Reproduce the entries in full, with no changes.

◆ Input rows:
** Begin **

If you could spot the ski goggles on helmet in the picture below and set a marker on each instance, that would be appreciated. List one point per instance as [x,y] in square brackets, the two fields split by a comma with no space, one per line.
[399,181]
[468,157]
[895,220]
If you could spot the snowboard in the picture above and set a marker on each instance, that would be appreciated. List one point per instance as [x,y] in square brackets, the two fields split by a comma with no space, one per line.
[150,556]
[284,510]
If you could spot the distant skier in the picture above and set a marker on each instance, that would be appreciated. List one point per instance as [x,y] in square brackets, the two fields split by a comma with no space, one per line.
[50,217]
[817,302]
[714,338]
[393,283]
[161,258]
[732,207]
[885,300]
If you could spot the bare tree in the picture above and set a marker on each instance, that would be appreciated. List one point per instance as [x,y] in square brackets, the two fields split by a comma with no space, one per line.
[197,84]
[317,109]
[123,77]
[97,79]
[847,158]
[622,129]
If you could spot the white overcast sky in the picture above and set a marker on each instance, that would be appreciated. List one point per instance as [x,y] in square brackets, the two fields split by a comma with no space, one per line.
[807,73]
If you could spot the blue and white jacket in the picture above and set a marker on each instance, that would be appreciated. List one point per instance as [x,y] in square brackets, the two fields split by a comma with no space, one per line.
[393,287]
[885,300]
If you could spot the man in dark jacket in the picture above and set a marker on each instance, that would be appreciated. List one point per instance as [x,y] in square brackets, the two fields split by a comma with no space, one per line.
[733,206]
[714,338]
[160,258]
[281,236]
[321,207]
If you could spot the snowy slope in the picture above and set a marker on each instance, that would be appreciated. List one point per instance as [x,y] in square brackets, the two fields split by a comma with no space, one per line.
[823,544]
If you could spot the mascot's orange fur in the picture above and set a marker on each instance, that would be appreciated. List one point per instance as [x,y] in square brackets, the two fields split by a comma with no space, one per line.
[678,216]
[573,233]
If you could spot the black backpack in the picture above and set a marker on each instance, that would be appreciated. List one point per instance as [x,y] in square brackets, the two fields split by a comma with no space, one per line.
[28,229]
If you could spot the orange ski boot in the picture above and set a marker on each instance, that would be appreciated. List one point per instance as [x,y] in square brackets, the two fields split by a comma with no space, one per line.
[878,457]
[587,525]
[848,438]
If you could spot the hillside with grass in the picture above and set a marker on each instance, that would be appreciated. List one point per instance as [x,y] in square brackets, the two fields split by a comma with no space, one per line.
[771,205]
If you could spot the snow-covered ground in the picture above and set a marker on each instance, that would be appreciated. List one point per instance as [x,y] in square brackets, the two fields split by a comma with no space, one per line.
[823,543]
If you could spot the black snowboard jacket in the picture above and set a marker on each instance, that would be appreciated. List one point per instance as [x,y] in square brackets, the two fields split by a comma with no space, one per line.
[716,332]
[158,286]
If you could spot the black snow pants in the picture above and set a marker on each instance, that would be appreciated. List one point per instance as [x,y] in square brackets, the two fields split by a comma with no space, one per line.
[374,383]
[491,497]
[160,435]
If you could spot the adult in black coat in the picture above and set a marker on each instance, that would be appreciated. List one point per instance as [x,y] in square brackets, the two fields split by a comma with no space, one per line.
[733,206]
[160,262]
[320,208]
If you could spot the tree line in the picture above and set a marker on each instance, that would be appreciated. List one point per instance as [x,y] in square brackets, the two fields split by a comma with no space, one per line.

** End **

◆ Solution to this task:
If you could spot the ski goggles on helmet in the picture below and set a marker on each instance, that would be appreciated. List one point per instance as [x,y] in square brackets, the two fields split by a comma with no space, one per line.
[399,181]
[468,157]
[895,220]
If you could spot the snowboard in the picture above and set a marker on each instance, that would be appreciated. List one point per instance as [x,y] in square brackets, the two fields split by a comma with no space, one per line.
[150,556]
[284,510]
If you could spot the distant skier in the picture above and set a marker on each instance, that would be appreciated. List one point per instance as [x,y] in square brackets, the two fields split by a comma with no space, one per line.
[50,217]
[817,302]
[714,338]
[393,283]
[161,258]
[732,207]
[885,300]
If you could spot the bare tree in the picture above and set a marker on each instance, that would be appreciated. List one point per instance as [x,y] in square brackets, the two fields split by a comma with no space, one per line.
[197,84]
[317,109]
[123,77]
[97,79]
[847,158]
[622,129]
If you could spot the white overcast sky in the picture above and set a marker on each instance, that would be appreciated. List one point per instance as [x,y] in square brackets, the two fields split by a comma with no space, one per line.
[807,73]
If you could spot the blue and white jacket in the picture above and set a marker on each instance, that would be appreciated. List one point per instance as [x,y] in square brackets, the two fields split by a comma with no space, one per line.
[393,287]
[885,300]
If you could spot the man in dark jacket in the picture above and set a marker on each instance, that would be appreciated. List one point per instance as [x,y] in square brackets, the two fields split by a comma with no space, one per line.
[733,206]
[714,338]
[160,258]
[281,236]
[321,207]
If you could spot the snowy slope in the picture above and set a marker on each instance, that would be appreciated. List one point per instance as [x,y] in square brackets, the two fields split by a comma with no space, one per line.
[823,544]
If you could spot the mascot's orange fur in the picture above and set a marker on each instance, that would be appreciated. List one point per instance as [x,y] in square brackets, the two fields split by a comma with no space, one per line.
[678,216]
[573,233]
If you could spot the black backpack in the picture above and set a marker on each instance, that would be appreciated. List one point per instance as [x,y] in square brackets, the two fields split by a comma with no space, one per line.
[28,229]
If you could spot the orange ski boot in the picture above and set a marker on each instance, that would be appreciated. List one point per instance as [x,y] in square brackets, the two fields split by a comma with no space, one per line.
[878,457]
[587,525]
[848,438]
If you could spot the hillside with grass in the picture above and set a marker on each instance, that would be appreciated. List one point per instance as [x,y] in square brackets, the two fields split by a comma with no space, one per line.
[771,205]
If you could spot the snow-covered ground in the picture above and set a marker on each instance, that would be appreciated. List one point per instance as [x,y] in square brackets, the two fields split by a comma with no space, one per line.
[823,543]
If you could spot the black snowboard jacket in the picture above and set a marker on each instance, that would be appreciated. List one point per instance as [x,y] in square brackets, the two fields split by a comma with no space, one per line.
[716,332]
[158,286]
If you could spot the black snow pants in the picture above and set a marker on each instance, that would be appreciated. List one point per instance as [x,y] in square brackets, the two fields split by a comma with no space, one per line.
[374,383]
[491,497]
[160,435]
If you could spot the adult in black coat in the picture above and set a marker on each instance, that would be appreciated. List one point per instance as [x,y] in square brackets, the two fields split by a comma with no space, one per line.
[733,206]
[160,262]
[320,208]
If you could spot the tree line in the picture above and set a marker on each instance, that would be appreciated. List one point per instance as [x,y] in square brackets, the two fields split by a comma with no space, one per line.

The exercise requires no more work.